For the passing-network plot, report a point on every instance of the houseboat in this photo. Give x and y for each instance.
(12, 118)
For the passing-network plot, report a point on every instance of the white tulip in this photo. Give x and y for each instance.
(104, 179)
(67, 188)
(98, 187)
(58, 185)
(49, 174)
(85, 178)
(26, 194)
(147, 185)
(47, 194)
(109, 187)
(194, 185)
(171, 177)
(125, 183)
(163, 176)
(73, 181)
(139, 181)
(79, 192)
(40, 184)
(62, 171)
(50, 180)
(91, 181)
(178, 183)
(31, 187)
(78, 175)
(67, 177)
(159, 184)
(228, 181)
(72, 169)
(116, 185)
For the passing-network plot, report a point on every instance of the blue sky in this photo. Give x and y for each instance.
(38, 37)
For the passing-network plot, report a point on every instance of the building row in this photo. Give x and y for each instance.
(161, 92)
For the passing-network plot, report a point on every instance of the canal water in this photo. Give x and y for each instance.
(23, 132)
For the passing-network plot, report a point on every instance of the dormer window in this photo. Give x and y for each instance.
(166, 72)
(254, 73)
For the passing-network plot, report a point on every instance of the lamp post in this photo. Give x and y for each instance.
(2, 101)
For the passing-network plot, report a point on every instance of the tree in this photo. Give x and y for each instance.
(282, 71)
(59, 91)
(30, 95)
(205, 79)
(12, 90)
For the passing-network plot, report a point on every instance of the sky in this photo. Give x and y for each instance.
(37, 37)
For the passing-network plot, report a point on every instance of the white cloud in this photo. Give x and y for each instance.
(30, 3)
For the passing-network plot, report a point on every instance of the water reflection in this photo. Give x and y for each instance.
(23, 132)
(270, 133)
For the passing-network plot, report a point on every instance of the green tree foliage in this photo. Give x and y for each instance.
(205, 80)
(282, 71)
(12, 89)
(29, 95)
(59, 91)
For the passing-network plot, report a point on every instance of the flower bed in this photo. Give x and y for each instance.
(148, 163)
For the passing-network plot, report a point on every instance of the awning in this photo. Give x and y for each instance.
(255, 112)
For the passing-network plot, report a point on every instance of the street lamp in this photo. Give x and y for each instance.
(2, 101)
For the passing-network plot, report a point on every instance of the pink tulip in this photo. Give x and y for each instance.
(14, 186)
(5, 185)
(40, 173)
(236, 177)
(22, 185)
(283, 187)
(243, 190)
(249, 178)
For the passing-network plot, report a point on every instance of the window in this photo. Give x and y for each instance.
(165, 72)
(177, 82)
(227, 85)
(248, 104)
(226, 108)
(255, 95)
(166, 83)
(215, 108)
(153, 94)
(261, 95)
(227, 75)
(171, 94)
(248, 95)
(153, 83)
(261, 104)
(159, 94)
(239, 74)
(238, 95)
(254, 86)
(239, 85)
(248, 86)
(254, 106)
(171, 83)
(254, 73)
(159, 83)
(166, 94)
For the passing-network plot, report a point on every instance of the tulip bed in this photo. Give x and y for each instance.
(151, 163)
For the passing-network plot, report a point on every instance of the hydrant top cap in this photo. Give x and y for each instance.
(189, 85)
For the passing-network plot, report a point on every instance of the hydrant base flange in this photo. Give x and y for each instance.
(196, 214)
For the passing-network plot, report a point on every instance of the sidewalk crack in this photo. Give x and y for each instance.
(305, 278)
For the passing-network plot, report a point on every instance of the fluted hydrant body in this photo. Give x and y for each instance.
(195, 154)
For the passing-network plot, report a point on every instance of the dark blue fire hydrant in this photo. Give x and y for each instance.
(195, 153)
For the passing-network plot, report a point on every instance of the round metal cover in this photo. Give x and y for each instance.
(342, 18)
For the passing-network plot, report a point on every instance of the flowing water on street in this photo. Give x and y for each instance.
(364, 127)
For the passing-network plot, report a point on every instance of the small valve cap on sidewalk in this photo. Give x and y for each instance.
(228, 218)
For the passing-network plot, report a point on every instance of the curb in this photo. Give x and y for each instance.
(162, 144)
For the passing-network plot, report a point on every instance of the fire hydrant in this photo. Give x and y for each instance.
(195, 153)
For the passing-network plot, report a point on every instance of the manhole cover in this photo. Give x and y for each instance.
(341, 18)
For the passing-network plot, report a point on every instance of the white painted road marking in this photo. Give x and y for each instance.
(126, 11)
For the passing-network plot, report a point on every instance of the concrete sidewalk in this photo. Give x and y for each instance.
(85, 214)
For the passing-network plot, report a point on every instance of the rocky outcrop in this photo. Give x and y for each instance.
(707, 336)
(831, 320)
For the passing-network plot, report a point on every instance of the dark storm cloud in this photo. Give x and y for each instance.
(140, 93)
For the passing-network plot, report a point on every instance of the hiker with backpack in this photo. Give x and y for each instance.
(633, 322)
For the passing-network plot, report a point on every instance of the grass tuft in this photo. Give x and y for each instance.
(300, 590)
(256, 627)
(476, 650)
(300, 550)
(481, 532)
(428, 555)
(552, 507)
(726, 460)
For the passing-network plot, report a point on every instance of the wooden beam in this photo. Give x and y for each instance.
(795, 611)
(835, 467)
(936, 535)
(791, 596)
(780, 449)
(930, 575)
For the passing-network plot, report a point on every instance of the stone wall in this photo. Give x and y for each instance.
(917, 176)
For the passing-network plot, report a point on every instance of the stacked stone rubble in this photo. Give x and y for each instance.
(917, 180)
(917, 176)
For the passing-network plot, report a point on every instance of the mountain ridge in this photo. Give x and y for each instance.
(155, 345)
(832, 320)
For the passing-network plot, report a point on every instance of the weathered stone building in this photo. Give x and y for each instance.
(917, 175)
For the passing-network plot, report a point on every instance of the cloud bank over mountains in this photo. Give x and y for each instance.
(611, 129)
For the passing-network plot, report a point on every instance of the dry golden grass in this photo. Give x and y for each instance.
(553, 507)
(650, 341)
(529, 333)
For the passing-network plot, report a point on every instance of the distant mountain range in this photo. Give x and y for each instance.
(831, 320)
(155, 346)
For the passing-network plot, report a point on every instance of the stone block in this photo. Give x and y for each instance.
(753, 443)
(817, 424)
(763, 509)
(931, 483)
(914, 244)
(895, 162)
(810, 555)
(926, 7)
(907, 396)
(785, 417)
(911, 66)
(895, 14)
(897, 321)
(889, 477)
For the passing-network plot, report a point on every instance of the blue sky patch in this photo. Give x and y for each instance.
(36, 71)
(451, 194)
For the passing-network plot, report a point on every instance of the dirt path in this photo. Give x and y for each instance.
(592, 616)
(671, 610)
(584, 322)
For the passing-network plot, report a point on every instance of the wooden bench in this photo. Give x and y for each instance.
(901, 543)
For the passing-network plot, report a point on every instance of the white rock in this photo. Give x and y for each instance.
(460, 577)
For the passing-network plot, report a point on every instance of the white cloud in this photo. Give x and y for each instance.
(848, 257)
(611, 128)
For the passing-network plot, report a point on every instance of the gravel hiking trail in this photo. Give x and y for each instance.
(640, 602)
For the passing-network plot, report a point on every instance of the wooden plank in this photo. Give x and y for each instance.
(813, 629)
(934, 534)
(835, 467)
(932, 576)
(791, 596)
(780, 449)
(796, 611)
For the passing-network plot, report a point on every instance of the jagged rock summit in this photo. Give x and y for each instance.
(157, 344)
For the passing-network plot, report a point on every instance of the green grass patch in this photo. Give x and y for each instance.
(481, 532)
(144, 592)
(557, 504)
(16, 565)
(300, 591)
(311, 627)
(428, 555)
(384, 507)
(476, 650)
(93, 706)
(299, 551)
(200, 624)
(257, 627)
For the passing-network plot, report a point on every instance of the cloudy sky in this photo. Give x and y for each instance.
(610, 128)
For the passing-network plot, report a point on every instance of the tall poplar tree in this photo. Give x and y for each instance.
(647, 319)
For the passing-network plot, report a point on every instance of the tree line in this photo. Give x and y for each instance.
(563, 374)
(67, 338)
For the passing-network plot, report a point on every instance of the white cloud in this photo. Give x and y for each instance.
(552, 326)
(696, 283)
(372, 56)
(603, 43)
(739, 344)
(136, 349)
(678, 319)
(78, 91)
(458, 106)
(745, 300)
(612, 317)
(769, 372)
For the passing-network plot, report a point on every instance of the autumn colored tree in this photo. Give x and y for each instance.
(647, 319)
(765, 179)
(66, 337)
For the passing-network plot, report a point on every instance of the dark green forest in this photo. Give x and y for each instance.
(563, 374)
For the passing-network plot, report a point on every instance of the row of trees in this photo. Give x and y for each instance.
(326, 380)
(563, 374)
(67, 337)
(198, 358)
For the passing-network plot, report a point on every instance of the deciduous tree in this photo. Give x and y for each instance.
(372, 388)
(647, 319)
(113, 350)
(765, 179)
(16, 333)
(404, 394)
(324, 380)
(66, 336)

--------------------------------------------------

- **GIVEN EXERCISE**
Convert the data, starting at the line containing "the tree line" and ending at the end of the data, into a Markdown table with the columns Row and Line. Number each line in the Row column and omit blank lines.

- **OUTPUT FOR THIS EXERCISE**
| Row | Line |
|---|---|
| 1 | For the passing-network plot, report a point on every instance of the tree line in this photo. Give x and y for each instance. |
| 2 | (563, 374) |
| 3 | (67, 338) |
| 4 | For the passing-network plot, report a point on every instance of the white cloud in this photo. Give x and y for each instance. |
| 5 | (552, 326) |
| 6 | (696, 283) |
| 7 | (372, 56) |
| 8 | (603, 43) |
| 9 | (739, 344) |
| 10 | (136, 349) |
| 11 | (678, 319) |
| 12 | (78, 91) |
| 13 | (458, 106) |
| 14 | (745, 300) |
| 15 | (612, 317) |
| 16 | (769, 372) |
| 17 | For the passing-network plot, report a point on every instance of the autumn colored tree in this photo. Give x and y for each instance. |
| 18 | (647, 319) |
| 19 | (765, 179) |
| 20 | (66, 337) |
| 21 | For the passing-network plot, report a point on every instance of the dark green forest in this photo. Give x and y for each instance. |
| 22 | (563, 374) |
| 23 | For the passing-network plot, report a point on every instance of the row of trees in this photo. Give x and y for each instance. |
| 24 | (326, 380) |
| 25 | (563, 374) |
| 26 | (67, 337) |
| 27 | (198, 358) |
| 28 | For the passing-network plot, report a point on every instance of the deciduous tree in this photo. Give x and y for each instance. |
| 29 | (372, 388) |
| 30 | (647, 319) |
| 31 | (113, 350) |
| 32 | (765, 179) |
| 33 | (16, 333) |
| 34 | (404, 394) |
| 35 | (324, 380) |
| 36 | (66, 336) |